What you should do -> Copy out the lines of the material below word for word, starting at the line with "For the building, what" and continuing through the line with "[109,142,150,161]", including both of those lines.

┌─ Records for processing

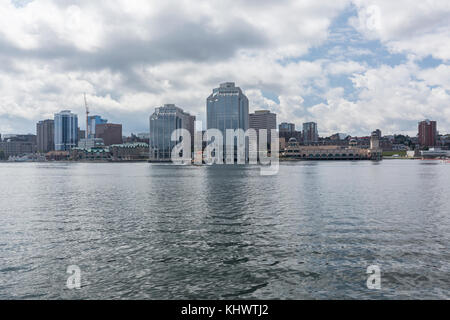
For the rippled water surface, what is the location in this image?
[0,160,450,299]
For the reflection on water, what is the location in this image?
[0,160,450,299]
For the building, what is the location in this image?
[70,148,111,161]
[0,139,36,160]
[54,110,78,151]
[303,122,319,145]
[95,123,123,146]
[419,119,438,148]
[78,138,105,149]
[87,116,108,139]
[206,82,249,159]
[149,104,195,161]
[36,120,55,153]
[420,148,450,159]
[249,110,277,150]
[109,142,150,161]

└─
┌─ Records for processing

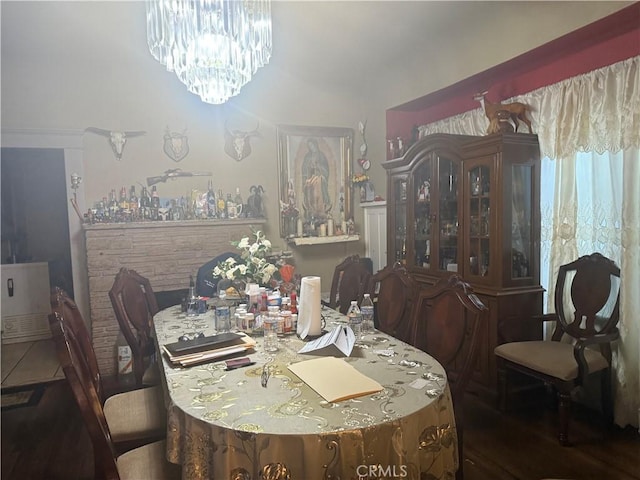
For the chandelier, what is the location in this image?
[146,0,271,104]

└─

Complete response ->
For the building, what is the location in this image?
[70,148,111,161]
[0,139,36,160]
[54,110,78,151]
[303,122,319,145]
[95,123,123,146]
[419,119,438,148]
[78,138,105,149]
[87,116,108,139]
[206,82,249,159]
[149,104,195,161]
[36,120,55,153]
[420,148,450,159]
[249,110,277,150]
[109,142,150,161]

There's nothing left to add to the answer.